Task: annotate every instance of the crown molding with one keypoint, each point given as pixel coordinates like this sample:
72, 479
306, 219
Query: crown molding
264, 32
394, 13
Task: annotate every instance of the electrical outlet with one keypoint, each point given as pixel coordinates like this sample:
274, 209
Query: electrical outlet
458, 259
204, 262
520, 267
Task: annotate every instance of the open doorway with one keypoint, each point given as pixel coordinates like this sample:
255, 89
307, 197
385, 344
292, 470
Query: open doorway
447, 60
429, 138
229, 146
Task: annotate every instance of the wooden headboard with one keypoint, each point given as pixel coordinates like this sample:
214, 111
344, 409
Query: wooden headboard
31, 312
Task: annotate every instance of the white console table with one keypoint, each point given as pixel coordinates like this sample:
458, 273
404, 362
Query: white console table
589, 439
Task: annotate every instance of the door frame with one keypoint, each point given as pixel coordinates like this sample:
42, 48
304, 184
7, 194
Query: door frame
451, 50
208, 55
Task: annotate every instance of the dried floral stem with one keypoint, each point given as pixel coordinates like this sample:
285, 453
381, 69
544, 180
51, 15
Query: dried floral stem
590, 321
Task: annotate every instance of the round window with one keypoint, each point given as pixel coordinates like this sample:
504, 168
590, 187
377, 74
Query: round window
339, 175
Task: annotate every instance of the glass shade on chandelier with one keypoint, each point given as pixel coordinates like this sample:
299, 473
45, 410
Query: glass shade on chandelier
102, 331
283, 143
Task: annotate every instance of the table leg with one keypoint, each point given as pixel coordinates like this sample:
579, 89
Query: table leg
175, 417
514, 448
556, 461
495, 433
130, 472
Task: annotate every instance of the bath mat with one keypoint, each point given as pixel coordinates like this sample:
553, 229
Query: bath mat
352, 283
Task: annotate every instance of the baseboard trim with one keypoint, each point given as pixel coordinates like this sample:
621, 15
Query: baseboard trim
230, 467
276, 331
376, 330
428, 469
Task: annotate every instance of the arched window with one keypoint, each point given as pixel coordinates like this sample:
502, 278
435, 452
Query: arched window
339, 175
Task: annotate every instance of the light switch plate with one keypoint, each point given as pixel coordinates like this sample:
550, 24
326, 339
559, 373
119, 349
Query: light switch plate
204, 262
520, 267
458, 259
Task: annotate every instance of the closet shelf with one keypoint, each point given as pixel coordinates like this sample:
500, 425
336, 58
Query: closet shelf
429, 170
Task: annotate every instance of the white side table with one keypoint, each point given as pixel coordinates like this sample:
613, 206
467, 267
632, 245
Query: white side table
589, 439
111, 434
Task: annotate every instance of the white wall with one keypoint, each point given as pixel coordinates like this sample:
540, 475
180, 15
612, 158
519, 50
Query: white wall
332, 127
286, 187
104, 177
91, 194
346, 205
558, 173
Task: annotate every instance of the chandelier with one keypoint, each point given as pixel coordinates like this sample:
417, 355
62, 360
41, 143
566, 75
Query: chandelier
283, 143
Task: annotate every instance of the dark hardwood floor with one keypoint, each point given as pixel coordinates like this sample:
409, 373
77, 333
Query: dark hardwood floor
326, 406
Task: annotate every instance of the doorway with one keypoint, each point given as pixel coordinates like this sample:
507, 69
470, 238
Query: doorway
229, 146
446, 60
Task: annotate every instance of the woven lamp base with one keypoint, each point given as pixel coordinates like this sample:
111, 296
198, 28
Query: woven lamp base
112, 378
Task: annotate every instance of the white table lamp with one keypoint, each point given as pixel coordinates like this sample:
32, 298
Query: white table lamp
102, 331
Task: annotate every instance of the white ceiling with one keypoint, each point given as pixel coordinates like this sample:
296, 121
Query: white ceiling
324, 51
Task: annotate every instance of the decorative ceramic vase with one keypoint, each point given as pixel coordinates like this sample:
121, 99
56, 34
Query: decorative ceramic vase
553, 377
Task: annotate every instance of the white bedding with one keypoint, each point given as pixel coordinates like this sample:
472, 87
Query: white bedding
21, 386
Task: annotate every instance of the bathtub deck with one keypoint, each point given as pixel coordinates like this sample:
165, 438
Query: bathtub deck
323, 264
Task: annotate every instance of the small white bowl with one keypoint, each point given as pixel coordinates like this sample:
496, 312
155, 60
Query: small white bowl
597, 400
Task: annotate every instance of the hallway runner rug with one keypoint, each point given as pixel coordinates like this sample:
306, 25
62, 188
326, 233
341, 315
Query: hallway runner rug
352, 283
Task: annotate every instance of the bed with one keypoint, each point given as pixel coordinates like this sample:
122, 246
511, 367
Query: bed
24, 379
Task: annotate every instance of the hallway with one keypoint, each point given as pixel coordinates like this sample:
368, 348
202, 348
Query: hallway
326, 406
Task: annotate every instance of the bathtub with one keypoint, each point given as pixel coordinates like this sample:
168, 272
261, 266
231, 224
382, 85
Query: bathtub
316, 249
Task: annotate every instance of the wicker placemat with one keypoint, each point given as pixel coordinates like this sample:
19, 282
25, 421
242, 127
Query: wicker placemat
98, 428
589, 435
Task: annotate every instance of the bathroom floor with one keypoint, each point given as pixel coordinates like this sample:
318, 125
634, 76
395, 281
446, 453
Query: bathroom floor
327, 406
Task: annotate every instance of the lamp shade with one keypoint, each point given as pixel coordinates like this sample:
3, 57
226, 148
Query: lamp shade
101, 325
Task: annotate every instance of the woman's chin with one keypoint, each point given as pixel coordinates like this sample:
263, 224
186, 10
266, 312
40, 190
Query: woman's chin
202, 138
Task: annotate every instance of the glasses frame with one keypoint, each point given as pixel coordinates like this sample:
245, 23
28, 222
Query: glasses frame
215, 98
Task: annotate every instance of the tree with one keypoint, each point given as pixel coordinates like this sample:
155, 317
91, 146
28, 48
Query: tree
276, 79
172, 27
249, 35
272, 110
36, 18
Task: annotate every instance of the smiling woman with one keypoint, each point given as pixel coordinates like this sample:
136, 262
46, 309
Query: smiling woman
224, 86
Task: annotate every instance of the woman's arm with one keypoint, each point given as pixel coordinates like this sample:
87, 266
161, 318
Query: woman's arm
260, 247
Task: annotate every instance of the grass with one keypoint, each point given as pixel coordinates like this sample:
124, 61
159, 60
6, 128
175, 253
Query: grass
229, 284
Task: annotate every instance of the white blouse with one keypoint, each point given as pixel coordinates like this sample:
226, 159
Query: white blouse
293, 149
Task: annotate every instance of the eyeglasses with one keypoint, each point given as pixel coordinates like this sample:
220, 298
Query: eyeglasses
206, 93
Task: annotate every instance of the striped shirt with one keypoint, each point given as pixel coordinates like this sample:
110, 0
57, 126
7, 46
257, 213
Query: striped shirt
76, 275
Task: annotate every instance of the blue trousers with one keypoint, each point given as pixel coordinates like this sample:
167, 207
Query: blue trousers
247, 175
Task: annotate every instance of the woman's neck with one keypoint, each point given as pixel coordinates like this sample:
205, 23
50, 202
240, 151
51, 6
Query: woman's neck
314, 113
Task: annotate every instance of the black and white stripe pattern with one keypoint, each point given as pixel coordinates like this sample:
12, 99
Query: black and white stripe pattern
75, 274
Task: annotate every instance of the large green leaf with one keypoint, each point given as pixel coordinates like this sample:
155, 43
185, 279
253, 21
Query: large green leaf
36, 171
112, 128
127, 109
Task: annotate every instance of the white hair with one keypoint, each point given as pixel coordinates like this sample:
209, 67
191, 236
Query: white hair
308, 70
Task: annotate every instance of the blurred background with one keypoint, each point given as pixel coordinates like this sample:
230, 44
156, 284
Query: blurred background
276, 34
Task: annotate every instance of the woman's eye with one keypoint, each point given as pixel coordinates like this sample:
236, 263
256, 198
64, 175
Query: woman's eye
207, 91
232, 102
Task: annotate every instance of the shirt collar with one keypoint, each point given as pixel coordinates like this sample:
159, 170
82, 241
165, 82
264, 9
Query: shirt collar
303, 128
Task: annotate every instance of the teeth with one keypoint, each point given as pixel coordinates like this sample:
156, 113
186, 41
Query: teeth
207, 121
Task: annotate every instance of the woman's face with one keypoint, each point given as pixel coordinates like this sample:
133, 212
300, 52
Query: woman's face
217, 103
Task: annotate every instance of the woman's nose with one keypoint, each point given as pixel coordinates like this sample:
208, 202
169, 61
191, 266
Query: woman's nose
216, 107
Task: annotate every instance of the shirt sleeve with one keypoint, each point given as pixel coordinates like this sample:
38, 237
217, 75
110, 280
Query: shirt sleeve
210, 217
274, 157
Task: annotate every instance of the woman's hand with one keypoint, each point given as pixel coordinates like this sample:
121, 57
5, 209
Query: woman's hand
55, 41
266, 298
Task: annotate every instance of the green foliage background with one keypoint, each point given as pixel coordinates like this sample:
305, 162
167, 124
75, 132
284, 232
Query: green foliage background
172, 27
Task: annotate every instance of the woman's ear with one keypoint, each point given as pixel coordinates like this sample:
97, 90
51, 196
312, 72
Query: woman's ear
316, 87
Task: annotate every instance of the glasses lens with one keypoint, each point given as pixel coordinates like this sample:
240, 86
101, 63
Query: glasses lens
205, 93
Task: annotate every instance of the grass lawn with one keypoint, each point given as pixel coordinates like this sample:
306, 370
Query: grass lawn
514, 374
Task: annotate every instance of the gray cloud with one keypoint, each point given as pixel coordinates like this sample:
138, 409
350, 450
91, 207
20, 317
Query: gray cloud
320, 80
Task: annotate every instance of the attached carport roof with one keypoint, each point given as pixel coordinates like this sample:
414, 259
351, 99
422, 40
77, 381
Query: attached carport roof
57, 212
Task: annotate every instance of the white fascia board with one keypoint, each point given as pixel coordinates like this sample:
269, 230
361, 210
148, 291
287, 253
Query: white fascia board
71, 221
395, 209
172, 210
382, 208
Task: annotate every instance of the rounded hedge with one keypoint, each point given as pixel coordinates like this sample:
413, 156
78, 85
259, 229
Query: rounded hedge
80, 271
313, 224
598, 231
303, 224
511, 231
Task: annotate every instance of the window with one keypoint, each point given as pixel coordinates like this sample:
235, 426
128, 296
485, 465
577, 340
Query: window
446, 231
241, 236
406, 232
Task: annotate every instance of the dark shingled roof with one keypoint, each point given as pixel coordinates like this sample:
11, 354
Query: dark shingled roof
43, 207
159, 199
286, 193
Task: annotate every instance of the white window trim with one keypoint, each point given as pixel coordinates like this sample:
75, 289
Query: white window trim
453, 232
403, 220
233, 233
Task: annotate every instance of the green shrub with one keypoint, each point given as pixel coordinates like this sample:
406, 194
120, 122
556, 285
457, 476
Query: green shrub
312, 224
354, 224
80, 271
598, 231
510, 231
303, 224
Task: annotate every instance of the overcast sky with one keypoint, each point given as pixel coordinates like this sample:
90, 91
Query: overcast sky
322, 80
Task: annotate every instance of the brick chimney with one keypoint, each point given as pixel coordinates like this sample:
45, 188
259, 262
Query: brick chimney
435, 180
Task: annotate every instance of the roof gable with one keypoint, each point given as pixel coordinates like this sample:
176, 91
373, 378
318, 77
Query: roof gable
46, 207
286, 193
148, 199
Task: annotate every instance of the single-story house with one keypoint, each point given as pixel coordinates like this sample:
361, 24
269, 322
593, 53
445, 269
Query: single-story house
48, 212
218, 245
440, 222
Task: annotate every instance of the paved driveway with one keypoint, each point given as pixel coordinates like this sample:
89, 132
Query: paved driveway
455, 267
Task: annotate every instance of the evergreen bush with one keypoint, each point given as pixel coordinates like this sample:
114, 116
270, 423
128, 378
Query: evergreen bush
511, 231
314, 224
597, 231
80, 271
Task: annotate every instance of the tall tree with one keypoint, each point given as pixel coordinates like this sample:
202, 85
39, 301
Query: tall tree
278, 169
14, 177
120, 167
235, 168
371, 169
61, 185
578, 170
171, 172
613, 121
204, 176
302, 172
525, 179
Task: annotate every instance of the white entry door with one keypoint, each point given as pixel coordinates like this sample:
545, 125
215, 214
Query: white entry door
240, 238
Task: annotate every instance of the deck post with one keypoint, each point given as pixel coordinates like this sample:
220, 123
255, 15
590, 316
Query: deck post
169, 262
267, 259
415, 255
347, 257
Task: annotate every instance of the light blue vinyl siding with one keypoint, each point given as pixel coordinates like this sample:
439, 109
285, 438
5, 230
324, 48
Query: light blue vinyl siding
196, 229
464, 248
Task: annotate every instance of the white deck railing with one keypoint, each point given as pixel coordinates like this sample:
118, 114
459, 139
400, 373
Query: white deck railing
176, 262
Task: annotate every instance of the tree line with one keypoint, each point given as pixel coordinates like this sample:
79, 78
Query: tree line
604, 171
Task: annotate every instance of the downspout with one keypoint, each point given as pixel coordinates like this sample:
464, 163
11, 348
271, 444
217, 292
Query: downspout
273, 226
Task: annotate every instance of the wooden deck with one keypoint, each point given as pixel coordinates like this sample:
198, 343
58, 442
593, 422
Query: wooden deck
-- -- --
DIRECTIONS
The line containing "Task: annotate every instance of the table" marks the end. Please print exactly every line from the top of the data to it, both included, and nothing more.

ANSWER BOX
Task: annotate every instance of the crown molding with one keypoint, each point given as pixel coordinates like this sample:
72, 479
306, 219
Query: crown molding
264, 32
394, 13
Task: annotate every instance of the electrical outlet with one keypoint, each point given as pixel coordinates like this sample:
274, 209
Query: electrical outlet
458, 259
204, 262
520, 267
Task: annotate every instance of the open doorway with one keypoint, each point given as pixel coordinates like this sample:
255, 89
307, 197
385, 344
292, 470
Query: open doorway
447, 60
429, 138
229, 146
Task: annotate every instance of the wooden headboard with one keypoint, each point given as pixel coordinates like this sample:
214, 111
344, 409
Query: wooden headboard
31, 312
Task: annotate every instance of the white console table with one keypoint, each point given as pixel coordinates like this sample:
458, 273
404, 362
Query: white console table
589, 439
Task: annotate every instance of the door frame with one keypoint, each point given as pixel coordinates like this sample:
42, 48
304, 184
7, 194
Query: door frame
451, 50
208, 55
Task: annotate every instance of the dried floral stem with one keypoint, each point given as pixel coordinates like this sample:
285, 453
381, 69
544, 180
51, 15
Query: dried floral stem
590, 321
Task: annotate every instance of the round window with one keypoint, each point given as pixel coordinates like this sample:
504, 168
590, 187
377, 74
Query: round window
339, 175
Task: annotate every instance of the glass shade on chandelier with one keypoint, each point given as pixel coordinates like this sample:
299, 473
45, 410
Query: glass shade on chandelier
102, 331
283, 143
Task: annotate every instance of the table leg with one keypoint, each point given as pixel coordinates like this sample:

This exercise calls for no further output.